▸ To-do list:
• a. According to the passage on long and short number scales, in what decade did the UK formally switch to the short scale?
• b. From the passage on long and short number scales, reproduce word for word the part that opens with the words containing "Then if we look" and closes with "to this day.".

▸ Document text:
====

Then if we look at the number one followed by twelve zeros (1,000,000,000,000), in the short scale, this number is named ‘one trillion’, and in the long scale this number is ‘one billion’

The United States started with the short scale in the 1700s while the long scale was being used in British English up until the 20th century. In the 1970s, the UK formally switched to the short scale and most other English-speaking countries followed suit.

However, the rest of Europe as well as most Spanish-speaking countries and regions still use the long scale to this day.

This is why it is helpful to look at the history of the long and short scales to figure out the naming of the larger Spanish numbers and why English and Spanish can be different.

Here are some examples:

English: Eight billion people live on planet Earth.
Español: En el planeta Tierra viven ocho mil millones de personas.

English: Apple has surpassed 2 trillion in market capitalization.
Español: Apple ha superado los 2 billones de capitalización bursátil.

====

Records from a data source
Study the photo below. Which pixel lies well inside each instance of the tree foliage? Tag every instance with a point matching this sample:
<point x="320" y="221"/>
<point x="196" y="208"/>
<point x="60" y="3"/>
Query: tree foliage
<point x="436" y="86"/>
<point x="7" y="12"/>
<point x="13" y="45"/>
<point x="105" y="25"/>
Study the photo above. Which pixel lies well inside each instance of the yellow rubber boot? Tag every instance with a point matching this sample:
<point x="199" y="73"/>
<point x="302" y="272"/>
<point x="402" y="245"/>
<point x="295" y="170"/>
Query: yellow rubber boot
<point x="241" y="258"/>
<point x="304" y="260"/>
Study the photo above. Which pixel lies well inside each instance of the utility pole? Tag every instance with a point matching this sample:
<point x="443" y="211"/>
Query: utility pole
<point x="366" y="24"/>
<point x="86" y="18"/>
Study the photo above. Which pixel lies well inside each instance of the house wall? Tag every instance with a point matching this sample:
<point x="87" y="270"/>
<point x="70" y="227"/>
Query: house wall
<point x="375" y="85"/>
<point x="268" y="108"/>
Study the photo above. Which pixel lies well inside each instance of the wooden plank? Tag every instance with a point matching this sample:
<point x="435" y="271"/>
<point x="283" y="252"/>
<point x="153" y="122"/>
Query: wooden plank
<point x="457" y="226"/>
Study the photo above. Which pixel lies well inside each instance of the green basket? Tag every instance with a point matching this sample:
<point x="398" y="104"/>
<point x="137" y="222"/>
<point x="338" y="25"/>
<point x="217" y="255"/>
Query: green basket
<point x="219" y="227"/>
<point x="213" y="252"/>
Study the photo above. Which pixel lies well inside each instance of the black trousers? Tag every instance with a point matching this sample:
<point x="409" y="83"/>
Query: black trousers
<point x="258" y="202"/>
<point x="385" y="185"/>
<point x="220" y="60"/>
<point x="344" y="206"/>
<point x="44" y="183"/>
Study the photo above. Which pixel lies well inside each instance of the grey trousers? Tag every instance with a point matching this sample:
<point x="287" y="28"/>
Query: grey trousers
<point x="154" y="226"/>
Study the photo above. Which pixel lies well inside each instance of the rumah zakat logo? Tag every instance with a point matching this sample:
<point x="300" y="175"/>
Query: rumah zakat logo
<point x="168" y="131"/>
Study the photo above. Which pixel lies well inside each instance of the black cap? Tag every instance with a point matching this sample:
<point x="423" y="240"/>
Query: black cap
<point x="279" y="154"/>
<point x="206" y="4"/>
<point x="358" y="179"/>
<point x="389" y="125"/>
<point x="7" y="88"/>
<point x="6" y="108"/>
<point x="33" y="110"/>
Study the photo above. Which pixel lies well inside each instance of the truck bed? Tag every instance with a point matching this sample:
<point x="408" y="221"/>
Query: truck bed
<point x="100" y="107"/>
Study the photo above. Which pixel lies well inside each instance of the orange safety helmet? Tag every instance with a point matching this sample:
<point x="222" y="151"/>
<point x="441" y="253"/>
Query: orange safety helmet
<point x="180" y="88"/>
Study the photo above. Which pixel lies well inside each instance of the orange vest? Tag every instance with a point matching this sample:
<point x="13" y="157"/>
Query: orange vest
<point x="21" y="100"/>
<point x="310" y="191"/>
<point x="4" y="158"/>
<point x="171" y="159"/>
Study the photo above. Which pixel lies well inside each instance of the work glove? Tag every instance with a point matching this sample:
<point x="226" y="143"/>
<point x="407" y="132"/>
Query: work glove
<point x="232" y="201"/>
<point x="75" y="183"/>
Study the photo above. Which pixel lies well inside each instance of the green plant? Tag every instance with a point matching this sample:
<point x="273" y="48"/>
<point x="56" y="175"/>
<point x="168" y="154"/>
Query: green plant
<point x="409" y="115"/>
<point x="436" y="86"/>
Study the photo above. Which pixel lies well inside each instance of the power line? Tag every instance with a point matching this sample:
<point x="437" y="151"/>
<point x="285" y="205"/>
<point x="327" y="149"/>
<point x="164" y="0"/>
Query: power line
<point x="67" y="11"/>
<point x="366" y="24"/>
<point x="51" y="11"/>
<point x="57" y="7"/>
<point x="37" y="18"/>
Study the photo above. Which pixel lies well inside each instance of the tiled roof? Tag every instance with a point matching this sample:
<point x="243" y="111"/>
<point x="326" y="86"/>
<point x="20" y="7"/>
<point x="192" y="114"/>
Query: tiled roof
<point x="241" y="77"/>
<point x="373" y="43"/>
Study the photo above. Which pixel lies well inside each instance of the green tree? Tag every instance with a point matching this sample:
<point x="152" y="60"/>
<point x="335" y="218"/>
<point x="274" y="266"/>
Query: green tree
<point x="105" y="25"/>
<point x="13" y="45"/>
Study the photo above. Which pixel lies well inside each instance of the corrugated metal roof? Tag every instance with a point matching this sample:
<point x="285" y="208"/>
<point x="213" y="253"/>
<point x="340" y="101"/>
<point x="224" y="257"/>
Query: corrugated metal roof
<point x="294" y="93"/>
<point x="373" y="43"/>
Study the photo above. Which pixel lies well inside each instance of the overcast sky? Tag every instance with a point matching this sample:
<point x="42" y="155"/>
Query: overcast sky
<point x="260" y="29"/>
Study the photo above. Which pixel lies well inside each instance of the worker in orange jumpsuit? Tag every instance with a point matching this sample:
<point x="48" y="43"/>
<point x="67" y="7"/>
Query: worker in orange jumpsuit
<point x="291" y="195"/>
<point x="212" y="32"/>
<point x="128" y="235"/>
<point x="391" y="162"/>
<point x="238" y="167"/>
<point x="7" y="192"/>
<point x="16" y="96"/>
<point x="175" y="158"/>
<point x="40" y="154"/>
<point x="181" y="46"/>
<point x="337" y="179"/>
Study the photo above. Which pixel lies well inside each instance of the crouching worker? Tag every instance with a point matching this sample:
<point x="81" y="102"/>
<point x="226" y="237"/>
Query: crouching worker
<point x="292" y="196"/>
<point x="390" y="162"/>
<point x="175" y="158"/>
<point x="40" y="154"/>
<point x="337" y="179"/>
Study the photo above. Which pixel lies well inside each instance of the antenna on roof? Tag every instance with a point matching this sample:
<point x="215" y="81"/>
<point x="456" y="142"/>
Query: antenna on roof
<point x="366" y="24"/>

====

▸ The results:
• a. The 1970s.

• b.
Then if we look at the number one followed by twelve zeros (1,000,000,000,000), in the short scale, this number is named ‘one trillion’, and in the long scale this number is ‘one billion’

The United States started with the short scale in the 1700s while the long scale was being used in British English up until the 20th century. In the 1970s, the UK formally switched to the short scale and most other English-speaking countries followed suit.

However, the rest of Europe as well as most Spanish-speaking countries and regions still use the long scale to this day.